What to do
The lines to be set down run from the line containing "Can you find the pink bottle" through the final line of the data below; print them exactly and print nothing else.

Entries provided
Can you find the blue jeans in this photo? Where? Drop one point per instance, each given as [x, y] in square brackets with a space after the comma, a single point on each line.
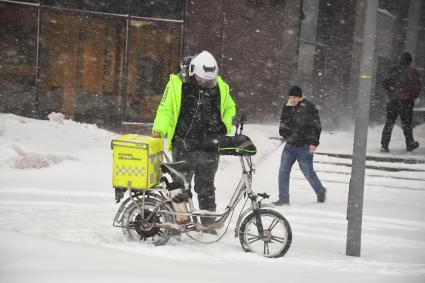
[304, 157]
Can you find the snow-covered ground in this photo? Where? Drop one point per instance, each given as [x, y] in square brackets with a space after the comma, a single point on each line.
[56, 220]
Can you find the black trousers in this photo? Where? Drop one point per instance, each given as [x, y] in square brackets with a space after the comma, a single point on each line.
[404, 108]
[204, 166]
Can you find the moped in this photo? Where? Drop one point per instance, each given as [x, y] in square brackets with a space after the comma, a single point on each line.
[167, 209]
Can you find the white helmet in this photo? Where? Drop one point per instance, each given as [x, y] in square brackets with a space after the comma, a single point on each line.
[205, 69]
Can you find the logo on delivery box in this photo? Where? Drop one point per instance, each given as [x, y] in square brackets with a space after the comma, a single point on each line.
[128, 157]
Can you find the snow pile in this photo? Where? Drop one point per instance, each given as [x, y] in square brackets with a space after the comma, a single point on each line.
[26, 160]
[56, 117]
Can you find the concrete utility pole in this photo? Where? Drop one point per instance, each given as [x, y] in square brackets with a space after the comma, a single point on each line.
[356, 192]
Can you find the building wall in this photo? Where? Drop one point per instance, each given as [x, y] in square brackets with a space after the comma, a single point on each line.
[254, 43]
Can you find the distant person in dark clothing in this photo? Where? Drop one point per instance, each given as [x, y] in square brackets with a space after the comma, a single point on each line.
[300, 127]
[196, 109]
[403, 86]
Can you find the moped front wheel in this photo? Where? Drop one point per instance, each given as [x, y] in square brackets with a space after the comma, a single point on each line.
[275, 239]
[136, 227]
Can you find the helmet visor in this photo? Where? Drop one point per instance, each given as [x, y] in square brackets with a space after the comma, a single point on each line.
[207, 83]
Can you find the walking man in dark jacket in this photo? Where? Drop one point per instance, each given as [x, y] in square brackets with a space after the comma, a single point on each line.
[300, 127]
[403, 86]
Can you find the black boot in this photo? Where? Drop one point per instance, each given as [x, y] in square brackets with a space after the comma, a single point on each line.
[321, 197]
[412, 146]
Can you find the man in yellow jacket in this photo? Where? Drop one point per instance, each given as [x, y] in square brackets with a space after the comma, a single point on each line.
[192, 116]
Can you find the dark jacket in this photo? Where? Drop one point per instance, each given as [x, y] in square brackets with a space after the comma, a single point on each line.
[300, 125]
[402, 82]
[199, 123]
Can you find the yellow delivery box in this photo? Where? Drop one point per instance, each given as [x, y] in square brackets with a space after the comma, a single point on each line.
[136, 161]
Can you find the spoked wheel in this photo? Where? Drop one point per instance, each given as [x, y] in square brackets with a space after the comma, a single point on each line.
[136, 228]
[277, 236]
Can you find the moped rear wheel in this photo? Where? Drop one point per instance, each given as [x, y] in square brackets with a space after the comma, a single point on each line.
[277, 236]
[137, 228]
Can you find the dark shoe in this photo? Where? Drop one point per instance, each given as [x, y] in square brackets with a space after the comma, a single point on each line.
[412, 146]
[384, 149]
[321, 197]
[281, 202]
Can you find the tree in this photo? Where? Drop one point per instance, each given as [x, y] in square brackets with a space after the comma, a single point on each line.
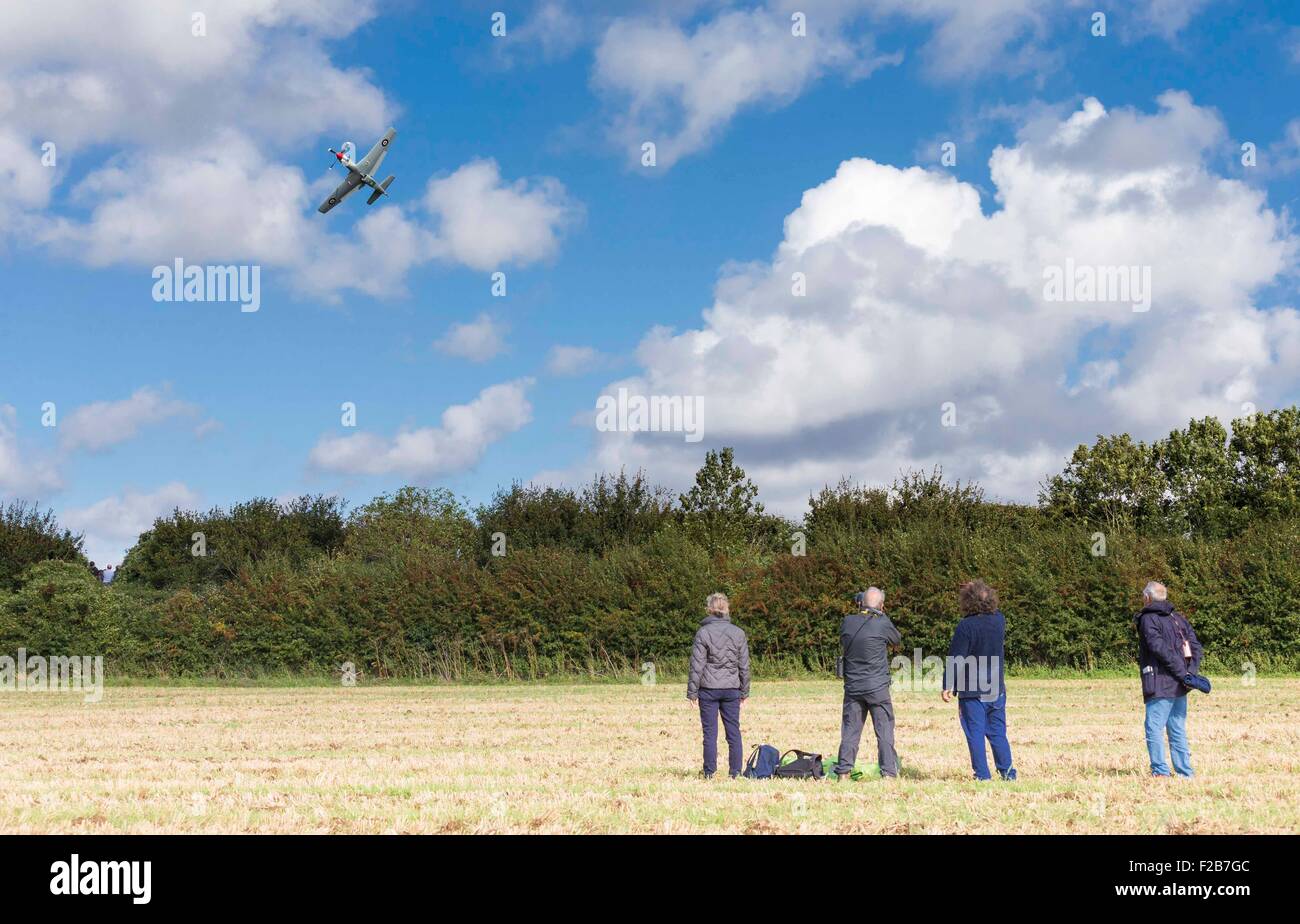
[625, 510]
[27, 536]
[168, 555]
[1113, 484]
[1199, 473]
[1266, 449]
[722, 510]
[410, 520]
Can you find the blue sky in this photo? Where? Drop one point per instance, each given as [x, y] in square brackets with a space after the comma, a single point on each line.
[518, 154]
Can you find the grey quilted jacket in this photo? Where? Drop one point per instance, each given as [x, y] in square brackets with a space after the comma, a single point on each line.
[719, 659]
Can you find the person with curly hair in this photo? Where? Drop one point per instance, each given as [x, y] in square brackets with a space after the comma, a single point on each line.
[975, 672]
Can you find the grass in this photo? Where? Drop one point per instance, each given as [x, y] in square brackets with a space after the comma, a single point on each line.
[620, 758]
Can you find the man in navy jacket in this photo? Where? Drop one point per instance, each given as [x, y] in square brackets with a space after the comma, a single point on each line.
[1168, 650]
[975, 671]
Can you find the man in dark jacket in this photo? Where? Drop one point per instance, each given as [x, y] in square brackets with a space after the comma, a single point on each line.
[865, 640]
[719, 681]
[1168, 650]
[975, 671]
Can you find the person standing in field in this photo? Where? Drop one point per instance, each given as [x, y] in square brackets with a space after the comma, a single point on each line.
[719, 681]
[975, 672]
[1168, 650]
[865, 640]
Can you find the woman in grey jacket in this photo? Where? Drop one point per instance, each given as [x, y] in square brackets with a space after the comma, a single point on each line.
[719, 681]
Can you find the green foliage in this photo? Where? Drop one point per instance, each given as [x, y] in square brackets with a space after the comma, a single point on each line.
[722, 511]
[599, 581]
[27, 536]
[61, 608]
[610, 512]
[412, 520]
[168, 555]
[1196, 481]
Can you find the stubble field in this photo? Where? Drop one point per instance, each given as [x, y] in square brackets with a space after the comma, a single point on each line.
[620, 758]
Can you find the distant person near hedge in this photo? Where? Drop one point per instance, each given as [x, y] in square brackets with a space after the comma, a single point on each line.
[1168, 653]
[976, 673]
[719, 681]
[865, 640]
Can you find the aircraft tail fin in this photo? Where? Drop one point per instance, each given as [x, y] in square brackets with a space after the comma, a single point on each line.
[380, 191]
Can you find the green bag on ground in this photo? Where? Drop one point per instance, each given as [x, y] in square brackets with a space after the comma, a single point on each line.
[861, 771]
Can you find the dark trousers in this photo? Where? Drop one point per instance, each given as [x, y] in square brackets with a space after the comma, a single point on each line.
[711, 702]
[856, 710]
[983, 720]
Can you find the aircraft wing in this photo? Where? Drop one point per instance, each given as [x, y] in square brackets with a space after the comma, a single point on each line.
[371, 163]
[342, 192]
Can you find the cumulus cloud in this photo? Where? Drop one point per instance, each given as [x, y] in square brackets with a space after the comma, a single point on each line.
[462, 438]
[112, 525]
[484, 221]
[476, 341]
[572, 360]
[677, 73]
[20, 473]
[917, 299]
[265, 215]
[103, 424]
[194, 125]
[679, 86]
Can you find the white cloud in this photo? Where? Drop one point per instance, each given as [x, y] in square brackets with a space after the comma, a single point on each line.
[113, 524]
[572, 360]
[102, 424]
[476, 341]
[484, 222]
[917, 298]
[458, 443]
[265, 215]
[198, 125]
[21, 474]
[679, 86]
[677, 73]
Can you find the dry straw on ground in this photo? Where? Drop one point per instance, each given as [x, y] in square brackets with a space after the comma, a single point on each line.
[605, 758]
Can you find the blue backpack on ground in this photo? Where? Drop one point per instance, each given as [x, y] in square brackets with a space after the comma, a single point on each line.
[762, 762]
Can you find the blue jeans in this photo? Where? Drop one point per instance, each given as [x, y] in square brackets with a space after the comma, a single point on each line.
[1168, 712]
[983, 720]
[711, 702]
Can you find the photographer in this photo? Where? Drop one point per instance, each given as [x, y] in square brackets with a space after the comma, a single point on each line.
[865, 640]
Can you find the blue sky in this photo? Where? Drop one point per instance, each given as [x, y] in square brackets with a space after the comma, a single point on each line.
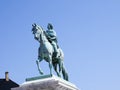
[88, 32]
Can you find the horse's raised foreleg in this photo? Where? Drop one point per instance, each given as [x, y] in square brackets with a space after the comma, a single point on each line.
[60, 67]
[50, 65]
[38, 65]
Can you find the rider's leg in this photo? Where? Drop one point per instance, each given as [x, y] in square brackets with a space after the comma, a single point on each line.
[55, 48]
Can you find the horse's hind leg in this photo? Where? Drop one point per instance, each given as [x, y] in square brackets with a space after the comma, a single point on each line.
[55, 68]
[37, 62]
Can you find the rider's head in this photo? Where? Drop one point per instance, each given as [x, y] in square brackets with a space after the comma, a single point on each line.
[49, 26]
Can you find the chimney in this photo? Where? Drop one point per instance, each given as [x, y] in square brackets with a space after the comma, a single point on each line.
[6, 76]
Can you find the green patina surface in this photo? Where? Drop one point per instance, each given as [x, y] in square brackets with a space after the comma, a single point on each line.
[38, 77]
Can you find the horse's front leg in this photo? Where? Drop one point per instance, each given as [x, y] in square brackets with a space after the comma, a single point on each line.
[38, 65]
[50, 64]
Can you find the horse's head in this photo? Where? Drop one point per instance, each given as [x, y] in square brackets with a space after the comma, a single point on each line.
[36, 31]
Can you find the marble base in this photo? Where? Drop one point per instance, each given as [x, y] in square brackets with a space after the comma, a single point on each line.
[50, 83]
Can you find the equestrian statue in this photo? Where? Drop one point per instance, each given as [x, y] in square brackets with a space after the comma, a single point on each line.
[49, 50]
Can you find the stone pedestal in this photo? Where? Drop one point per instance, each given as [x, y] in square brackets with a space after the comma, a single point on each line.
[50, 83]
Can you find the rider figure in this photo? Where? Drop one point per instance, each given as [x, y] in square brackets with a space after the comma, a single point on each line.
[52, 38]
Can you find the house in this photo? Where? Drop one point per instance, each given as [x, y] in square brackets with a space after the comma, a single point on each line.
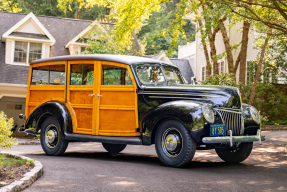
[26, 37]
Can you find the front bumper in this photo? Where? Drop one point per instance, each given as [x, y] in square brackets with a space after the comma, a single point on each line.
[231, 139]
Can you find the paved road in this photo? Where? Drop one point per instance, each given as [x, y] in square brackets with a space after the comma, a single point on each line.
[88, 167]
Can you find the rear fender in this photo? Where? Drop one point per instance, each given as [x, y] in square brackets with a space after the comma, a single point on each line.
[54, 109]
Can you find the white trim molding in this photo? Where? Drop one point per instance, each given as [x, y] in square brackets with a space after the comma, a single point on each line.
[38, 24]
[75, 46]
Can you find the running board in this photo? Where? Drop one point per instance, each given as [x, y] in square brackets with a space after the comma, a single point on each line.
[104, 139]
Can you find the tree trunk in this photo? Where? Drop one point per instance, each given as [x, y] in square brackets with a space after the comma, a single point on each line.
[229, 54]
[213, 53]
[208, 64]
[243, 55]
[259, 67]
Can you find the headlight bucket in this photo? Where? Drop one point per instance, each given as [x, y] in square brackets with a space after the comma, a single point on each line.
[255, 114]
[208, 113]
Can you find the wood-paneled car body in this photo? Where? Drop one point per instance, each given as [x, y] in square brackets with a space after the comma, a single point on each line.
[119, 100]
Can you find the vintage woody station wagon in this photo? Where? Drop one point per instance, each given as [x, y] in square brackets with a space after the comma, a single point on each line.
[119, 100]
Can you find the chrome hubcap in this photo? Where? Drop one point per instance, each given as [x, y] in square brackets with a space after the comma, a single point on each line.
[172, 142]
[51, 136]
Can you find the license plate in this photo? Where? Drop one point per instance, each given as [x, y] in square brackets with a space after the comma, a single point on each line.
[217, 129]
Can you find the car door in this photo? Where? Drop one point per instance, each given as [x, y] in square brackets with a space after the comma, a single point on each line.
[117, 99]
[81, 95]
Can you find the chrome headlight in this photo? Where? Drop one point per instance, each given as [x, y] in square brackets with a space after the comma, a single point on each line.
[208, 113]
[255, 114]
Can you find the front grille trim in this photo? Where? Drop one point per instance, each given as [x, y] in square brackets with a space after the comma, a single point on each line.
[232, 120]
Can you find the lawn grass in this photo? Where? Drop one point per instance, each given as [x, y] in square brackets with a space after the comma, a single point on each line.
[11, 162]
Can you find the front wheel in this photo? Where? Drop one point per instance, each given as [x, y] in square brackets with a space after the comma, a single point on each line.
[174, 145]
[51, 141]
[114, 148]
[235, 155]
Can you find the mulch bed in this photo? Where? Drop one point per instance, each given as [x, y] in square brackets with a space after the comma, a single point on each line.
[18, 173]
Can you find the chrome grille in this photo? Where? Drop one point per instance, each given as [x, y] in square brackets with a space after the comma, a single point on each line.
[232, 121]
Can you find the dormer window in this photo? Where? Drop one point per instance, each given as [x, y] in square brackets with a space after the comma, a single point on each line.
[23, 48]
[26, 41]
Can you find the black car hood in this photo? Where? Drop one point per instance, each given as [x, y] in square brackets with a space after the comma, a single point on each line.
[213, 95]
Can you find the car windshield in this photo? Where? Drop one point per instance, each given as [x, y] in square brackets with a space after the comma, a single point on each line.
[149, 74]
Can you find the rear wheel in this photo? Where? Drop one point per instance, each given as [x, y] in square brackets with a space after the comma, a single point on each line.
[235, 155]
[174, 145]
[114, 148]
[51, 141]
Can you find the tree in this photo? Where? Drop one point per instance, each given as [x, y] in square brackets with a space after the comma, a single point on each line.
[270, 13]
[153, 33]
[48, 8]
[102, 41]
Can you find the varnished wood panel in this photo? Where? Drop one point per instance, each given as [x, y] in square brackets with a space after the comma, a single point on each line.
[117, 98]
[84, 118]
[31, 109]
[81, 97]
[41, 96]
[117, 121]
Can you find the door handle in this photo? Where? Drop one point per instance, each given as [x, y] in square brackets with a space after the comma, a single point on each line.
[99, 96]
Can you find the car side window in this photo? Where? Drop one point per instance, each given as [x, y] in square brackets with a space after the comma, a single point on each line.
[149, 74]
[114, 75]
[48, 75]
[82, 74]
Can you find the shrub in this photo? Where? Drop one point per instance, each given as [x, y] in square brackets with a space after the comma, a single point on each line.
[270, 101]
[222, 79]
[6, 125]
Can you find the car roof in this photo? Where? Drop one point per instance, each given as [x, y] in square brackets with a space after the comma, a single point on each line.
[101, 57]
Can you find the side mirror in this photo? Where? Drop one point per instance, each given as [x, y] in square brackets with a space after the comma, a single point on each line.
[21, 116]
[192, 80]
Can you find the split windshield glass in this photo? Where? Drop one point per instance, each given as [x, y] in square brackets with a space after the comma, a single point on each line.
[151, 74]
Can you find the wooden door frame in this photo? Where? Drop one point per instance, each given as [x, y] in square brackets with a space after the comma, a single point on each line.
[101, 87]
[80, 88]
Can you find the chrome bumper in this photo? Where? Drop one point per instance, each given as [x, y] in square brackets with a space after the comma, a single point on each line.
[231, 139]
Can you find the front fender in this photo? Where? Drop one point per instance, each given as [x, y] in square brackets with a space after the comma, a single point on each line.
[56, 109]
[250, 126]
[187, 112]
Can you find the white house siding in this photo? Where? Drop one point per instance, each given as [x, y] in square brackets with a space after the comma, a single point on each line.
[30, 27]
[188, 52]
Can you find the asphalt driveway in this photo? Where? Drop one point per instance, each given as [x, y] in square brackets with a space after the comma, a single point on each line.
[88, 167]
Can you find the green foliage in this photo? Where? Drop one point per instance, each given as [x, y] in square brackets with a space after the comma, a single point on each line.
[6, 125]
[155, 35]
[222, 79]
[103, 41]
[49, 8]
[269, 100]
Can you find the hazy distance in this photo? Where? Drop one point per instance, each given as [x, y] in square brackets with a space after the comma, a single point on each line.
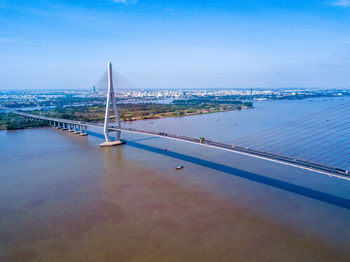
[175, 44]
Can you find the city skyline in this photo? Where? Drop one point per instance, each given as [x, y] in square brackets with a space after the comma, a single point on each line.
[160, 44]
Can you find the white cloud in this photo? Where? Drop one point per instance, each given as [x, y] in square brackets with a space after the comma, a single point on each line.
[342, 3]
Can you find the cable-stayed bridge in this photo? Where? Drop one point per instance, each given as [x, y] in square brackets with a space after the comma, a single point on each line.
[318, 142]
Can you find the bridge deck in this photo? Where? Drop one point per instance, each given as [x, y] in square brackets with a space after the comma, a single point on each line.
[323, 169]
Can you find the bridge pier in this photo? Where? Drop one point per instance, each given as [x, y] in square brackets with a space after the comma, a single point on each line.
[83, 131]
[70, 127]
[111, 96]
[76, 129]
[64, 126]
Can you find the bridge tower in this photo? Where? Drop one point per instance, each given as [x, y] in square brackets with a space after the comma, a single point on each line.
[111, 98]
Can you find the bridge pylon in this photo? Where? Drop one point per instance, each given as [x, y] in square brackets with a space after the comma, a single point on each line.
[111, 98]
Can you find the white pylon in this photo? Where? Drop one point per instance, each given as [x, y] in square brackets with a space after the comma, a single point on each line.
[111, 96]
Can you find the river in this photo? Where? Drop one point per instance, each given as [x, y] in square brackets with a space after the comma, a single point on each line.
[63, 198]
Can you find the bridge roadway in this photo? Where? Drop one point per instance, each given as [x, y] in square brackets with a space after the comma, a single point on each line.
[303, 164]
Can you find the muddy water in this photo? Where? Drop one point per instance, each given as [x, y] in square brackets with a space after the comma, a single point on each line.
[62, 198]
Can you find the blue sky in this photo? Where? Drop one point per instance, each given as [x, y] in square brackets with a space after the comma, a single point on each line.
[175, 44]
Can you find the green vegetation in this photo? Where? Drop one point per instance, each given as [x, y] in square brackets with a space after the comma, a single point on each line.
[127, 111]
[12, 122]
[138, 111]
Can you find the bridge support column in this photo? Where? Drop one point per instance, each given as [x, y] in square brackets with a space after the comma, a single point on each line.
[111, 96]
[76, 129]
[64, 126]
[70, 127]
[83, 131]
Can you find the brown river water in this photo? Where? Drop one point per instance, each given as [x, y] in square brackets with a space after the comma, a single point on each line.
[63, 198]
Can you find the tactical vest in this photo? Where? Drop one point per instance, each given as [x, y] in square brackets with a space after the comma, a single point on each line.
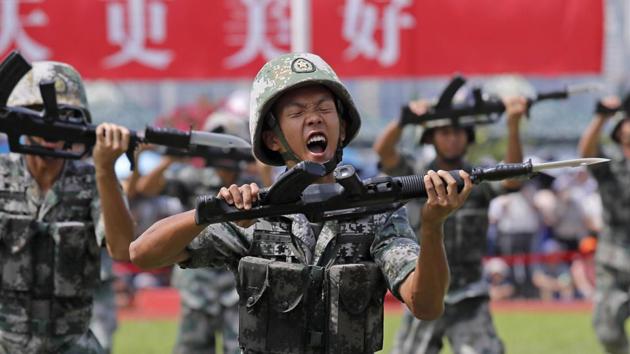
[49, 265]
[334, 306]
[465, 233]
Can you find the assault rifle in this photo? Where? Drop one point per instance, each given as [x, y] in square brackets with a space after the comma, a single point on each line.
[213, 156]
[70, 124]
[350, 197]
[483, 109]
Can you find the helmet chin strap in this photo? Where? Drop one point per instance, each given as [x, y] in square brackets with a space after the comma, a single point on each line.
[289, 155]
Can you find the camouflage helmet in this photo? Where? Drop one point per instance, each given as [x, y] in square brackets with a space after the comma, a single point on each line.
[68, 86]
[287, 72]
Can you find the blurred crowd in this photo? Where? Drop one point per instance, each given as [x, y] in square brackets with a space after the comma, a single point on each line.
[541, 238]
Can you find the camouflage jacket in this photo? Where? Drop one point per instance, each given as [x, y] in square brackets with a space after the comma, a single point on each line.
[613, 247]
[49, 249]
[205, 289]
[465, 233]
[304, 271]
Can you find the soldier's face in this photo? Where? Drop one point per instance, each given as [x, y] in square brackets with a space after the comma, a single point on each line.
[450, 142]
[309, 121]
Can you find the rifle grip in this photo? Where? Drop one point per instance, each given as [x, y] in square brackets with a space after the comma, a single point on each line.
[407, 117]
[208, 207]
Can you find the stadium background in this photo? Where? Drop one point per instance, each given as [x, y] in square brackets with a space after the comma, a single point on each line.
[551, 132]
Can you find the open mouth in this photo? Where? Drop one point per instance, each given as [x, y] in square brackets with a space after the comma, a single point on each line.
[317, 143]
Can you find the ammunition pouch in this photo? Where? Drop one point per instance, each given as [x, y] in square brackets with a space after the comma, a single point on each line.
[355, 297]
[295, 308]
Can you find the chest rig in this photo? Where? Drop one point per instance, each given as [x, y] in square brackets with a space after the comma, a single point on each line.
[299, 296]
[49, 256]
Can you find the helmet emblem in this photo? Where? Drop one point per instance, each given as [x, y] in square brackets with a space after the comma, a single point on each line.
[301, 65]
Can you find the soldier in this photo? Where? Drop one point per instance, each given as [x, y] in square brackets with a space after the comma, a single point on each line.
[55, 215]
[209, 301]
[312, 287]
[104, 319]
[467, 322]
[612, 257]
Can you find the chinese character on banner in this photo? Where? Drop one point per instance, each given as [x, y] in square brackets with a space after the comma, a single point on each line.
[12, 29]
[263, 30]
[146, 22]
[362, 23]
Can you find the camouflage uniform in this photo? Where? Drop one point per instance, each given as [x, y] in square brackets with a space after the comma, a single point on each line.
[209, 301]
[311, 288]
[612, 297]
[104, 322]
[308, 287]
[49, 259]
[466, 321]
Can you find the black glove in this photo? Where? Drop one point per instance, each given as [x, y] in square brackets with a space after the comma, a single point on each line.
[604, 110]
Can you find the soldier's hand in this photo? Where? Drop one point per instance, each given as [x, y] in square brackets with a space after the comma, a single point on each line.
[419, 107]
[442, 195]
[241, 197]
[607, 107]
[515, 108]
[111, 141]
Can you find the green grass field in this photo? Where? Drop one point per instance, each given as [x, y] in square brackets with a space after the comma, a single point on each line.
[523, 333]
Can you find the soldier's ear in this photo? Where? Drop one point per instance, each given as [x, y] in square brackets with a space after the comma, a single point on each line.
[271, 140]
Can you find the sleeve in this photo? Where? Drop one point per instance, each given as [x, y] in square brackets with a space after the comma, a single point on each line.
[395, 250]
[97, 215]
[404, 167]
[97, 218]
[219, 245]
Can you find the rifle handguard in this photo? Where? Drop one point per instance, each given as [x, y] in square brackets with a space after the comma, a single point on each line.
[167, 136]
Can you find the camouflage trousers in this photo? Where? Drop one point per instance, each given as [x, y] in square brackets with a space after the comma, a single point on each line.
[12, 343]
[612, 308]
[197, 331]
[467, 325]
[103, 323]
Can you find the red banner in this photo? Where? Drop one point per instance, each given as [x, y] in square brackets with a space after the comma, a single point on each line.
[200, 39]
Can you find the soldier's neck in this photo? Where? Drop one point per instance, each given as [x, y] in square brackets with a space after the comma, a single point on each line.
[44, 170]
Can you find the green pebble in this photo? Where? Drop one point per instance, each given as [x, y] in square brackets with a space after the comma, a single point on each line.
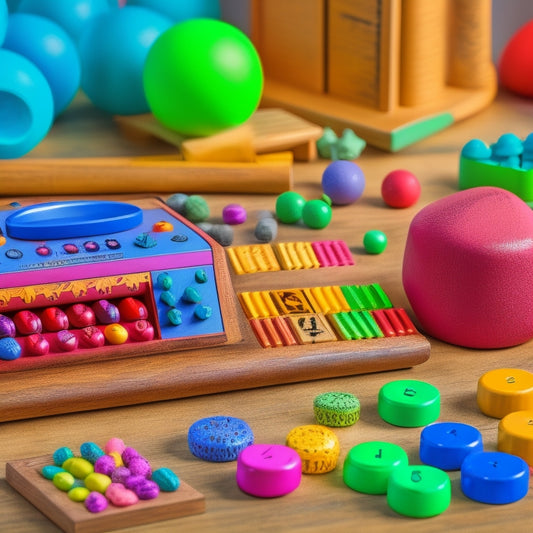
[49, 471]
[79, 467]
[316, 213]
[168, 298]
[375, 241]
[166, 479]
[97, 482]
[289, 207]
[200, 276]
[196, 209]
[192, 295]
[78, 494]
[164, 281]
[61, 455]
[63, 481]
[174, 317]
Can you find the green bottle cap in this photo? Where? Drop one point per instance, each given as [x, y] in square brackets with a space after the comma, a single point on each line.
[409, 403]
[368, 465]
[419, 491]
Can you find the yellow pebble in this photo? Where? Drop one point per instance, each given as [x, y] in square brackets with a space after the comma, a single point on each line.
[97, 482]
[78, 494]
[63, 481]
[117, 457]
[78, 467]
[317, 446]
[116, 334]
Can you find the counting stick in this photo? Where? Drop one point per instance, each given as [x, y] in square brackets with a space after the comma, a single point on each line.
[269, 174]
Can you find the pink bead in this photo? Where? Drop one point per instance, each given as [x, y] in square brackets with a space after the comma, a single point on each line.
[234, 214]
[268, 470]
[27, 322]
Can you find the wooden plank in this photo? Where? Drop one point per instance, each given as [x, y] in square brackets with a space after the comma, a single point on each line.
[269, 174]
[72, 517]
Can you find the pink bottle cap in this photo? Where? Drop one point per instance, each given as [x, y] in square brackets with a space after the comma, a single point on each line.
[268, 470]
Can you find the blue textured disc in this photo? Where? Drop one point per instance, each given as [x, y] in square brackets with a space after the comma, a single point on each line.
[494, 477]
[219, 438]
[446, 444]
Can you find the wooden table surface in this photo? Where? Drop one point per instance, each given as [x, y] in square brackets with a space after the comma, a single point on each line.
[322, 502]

Correct response
Can you find the pink bottle cap in this photo? Where? Drop one point per instance, each given as [x, y] in square brackets with a space after the comma, a single point on each line.
[268, 470]
Can you find the blue textured disc in this photo? Where? Drop one point per instance, each given as [x, y] in square brackets with a space after the comma, a single point on each line.
[494, 477]
[219, 438]
[446, 444]
Can you find the wooden table surface in this photo? Where? Drop one point per instance, each given as [x, y] in square brackets with a space after the comma, a single point on each line.
[322, 502]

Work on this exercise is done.